# Exercise instructions
Give every entry again, word for word.

___ Data for this task ___

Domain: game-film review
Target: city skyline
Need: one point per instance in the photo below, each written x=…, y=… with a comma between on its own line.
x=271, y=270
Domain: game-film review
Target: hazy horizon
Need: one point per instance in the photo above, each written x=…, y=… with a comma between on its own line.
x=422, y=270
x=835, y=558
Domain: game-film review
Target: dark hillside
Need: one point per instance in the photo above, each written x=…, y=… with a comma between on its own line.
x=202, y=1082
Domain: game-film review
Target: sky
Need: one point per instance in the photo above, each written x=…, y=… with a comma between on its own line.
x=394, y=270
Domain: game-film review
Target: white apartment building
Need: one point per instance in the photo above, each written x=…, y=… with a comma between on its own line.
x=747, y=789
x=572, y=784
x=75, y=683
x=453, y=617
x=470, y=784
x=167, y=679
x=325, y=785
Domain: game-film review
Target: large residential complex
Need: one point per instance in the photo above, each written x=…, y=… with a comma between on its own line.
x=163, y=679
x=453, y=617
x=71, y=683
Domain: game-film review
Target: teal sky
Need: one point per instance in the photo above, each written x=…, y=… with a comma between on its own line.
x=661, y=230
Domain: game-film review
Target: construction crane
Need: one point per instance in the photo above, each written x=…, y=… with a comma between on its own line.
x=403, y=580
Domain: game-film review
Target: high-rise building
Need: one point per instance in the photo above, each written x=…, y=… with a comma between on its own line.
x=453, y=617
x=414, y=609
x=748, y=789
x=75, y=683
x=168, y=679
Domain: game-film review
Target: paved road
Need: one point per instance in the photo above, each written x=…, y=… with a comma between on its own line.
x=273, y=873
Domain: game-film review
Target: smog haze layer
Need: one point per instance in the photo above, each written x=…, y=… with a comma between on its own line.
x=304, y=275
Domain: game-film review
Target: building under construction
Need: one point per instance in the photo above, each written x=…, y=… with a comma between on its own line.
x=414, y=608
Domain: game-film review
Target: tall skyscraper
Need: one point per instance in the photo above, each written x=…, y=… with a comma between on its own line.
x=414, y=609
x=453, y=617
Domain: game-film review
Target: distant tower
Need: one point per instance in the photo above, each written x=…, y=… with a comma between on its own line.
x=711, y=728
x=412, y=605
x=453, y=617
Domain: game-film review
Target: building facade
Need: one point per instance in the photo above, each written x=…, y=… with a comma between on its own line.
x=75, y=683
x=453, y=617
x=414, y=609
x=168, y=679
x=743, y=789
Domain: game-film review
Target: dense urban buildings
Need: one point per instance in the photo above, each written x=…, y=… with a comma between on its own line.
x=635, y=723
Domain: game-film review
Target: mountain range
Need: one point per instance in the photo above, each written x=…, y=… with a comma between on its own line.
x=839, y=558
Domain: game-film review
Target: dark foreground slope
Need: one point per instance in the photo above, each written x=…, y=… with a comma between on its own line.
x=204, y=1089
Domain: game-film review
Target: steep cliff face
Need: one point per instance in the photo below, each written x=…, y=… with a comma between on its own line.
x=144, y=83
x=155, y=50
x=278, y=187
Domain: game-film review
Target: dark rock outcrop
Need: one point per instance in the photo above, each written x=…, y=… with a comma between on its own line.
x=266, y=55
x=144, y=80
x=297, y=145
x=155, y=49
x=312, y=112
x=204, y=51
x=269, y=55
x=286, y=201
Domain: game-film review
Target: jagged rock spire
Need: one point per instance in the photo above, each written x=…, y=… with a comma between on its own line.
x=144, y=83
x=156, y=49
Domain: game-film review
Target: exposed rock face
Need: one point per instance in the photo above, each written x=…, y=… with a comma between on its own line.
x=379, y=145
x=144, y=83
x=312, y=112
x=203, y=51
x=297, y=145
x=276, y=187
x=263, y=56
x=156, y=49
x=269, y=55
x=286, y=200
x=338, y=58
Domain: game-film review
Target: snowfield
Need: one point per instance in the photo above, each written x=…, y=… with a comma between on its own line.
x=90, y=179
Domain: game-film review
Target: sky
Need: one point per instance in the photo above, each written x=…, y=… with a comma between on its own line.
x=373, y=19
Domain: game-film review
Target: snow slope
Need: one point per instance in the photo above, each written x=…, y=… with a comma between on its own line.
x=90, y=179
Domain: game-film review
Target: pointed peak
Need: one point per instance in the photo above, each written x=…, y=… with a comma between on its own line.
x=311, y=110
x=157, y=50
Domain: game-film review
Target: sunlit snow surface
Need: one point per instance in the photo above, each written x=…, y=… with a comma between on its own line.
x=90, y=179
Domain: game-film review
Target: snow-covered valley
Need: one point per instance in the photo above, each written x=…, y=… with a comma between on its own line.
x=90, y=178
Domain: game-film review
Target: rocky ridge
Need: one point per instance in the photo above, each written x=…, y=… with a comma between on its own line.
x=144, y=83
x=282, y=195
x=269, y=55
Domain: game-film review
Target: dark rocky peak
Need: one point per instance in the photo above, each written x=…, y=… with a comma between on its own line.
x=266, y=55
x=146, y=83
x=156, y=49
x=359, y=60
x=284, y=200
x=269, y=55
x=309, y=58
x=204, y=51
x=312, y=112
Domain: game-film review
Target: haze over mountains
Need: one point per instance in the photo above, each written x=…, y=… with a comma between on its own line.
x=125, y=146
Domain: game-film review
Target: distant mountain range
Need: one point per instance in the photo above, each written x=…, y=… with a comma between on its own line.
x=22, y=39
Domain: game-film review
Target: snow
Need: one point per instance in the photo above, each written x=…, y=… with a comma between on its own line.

___

# Finished answer
Domain: game-film review
Target: city skyline
Need: one point per instance in the photo below, each written x=…, y=… with a comma between on its own line.
x=271, y=270
Domain: game-film review
Target: hazy horizon
Need: one point per instance in the photo above, each written x=…, y=… with a comma between on its own line.
x=422, y=270
x=835, y=558
Domain: game-film review
Target: dark hillside
Need: one point per instance in the photo above, each written x=…, y=… with a comma between on its own line.
x=202, y=1082
Domain: game-film review
Target: sky
Need: one point per instance in the photo above, each written x=…, y=… with a comma between on its own line.
x=394, y=270
Domain: game-film review
Target: white apartment building
Need: one point per instance in the photo above, each written x=…, y=… with a comma between on its own line.
x=747, y=789
x=572, y=784
x=75, y=683
x=453, y=617
x=470, y=784
x=167, y=679
x=325, y=785
Domain: game-film review
Target: large residential complex
Need: one point per instance in the photo above, each written x=…, y=… with a comma between on its own line.
x=163, y=679
x=453, y=617
x=71, y=683
Domain: game-film review
Target: teal sky
Need: one point per instance in the photo above, each written x=…, y=… with a comma between on its own line.
x=661, y=230
Domain: game-film review
Target: construction crane
Need: one point per instance in the photo above, each written x=…, y=… with a comma between on its own line.
x=403, y=580
Domain: game-film review
Target: high-rise building
Need: one point per instance in the photo above, each written x=…, y=… with a comma between on its own line.
x=453, y=617
x=414, y=609
x=748, y=789
x=75, y=683
x=168, y=679
Domain: game-film review
Target: paved road
Need: one point per instance in the photo above, each written x=…, y=… with a comma between on its own line.
x=273, y=873
Domain: game-film review
Target: smog haze layer
Need: one point per instance in the photo above, each written x=…, y=… with a comma between on its own line.
x=304, y=275
Domain: game-film review
Target: building under construction
Need: one point per instance in the photo above, each written x=…, y=… with a comma between on its own line.
x=414, y=608
Domain: game-film review
Target: tall skyscraper
Need: one point per instance in the photo above, each written x=…, y=… with a comma between on its own line.
x=414, y=609
x=453, y=617
Domain: game-film review
Target: distant tower
Need: one point per instance in the photo above, each written x=…, y=… with a comma between on its own line.
x=711, y=728
x=412, y=605
x=453, y=617
Domain: game-film review
Target: building facade
Need: one point per instance in the photo above, each written x=…, y=… with a comma between on its own line.
x=75, y=683
x=453, y=617
x=414, y=609
x=168, y=679
x=743, y=789
Domain: game-film review
Target: dense urban buildings
Need: one point per instance in the photo above, each written x=…, y=… with a comma between on its own line.
x=635, y=723
Domain: game-film review
Target: mountain range
Need: one point per instance in the photo above, each written x=…, y=… with a comma between on its own line.
x=839, y=558
Domain: game-film review
Target: dark foreground slope
Need: one point per instance in the photo above, each written x=…, y=… with a comma between on its own line.
x=204, y=1089
Domain: game-film review
Target: steep cliff face
Need: one point per instance in the photo below, each written x=…, y=… with a comma between on its own line.
x=144, y=83
x=155, y=50
x=278, y=187
Domain: game-film review
Target: dark rock outcrop
Need: one point per instance in the photo above, each written x=…, y=… with a comma between on its own line.
x=266, y=55
x=144, y=80
x=297, y=145
x=155, y=49
x=312, y=112
x=204, y=51
x=269, y=55
x=286, y=201
Domain: game-film review
Target: jagged rock spire
Need: one point per instance in the photo above, each written x=…, y=… with a comma between on its own line.
x=144, y=83
x=156, y=49
Domain: game-film review
Target: exposed rock face
Need: one point per instance in the photo above, each written x=…, y=… with a comma between on its own line.
x=379, y=145
x=144, y=83
x=312, y=112
x=203, y=51
x=297, y=145
x=276, y=187
x=263, y=56
x=156, y=49
x=269, y=55
x=286, y=200
x=338, y=58
Domain: game-film review
Target: snowfield
Need: one point per instance in the photo above, each written x=…, y=… with a comma between on its own line.
x=90, y=179
Domain: game-film review
Target: sky
Need: one point per instance in the photo above, each written x=…, y=… with a comma between on its own line.
x=373, y=19
Domain: game-film review
Target: snow slope
Need: one point per instance in the photo above, each written x=…, y=… with a comma between on its own line.
x=90, y=179
Domain: game-film review
Target: pointed peak
Need: one point per instance in the photo above, each written x=…, y=… with a comma between on its own line.
x=311, y=110
x=157, y=50
Domain: game-film review
Target: sunlit snow surface
Need: one point per instance in the photo above, each written x=…, y=… with a comma between on its own line.
x=90, y=179
Domain: game-film review
Target: snow-covered valley
Need: one point per instance in the photo above, each written x=…, y=… with a comma between on its own line.
x=90, y=178
Domain: game-film review
Target: rocky ridge
Need: one point per instance in the photo above, each written x=…, y=… with a comma between on its own line.
x=144, y=83
x=282, y=195
x=269, y=55
Domain: game-film review
Target: dark rocky peak
Need: one point per instance in the photo above, each written x=…, y=… with a comma between on its own line.
x=266, y=55
x=146, y=83
x=156, y=49
x=359, y=60
x=284, y=200
x=269, y=55
x=309, y=58
x=204, y=51
x=312, y=112
Domain: game-film review
Target: haze over mountains
Need: one point per instance in the photo above, each written x=…, y=… with a comma between on its own line.
x=125, y=146
Domain: game-film review
Target: distant mountain range
Need: one point per instance in the photo above, each written x=…, y=… with a comma between on its own line.
x=22, y=39
Domain: game-film review
Target: snow
Need: one point per instance in the photo above, each written x=…, y=… with a comma between on its own line.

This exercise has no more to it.